Directions for this task
All of the entries below should be copied exactly as they appear.

Dataset
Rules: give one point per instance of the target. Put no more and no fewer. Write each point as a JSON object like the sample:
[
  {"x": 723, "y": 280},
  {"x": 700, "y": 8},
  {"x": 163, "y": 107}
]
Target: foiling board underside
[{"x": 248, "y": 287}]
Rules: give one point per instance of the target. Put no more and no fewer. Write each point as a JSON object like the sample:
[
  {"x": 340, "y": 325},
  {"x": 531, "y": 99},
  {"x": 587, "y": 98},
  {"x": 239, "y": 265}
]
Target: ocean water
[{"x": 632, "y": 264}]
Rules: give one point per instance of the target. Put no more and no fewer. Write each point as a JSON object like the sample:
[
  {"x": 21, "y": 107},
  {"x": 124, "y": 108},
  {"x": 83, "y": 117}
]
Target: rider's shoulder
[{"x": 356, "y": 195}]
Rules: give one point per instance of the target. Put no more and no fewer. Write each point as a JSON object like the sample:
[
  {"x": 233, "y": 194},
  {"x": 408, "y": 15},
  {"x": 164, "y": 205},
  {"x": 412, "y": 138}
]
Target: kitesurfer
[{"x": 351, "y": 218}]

Response below
Rules: give one point per instance of the target. Put no more and no fewer. Write each point as a JSON object like the sample:
[
  {"x": 723, "y": 280},
  {"x": 700, "y": 8},
  {"x": 163, "y": 107}
]
Target: foiling board underside
[{"x": 248, "y": 287}]
Rules: give one point per instance of the target. Put no more and no fewer. Write each point as a JSON object like the sample:
[
  {"x": 340, "y": 325},
  {"x": 531, "y": 99},
  {"x": 587, "y": 98},
  {"x": 239, "y": 265}
]
Target: ocean water
[{"x": 632, "y": 264}]
Rules: give one point per instance of the target. Put no more and no fewer. Write each point as a JSON object like the sample:
[
  {"x": 21, "y": 107},
  {"x": 124, "y": 108},
  {"x": 83, "y": 117}
]
Target: rider's shoulder
[{"x": 356, "y": 195}]
Rules: give one point per instance of the target. Put no more and no fewer. Write each point as a JSON object like the sample:
[
  {"x": 233, "y": 194},
  {"x": 408, "y": 15},
  {"x": 164, "y": 205},
  {"x": 412, "y": 138}
]
Target: kitesurfer
[{"x": 351, "y": 218}]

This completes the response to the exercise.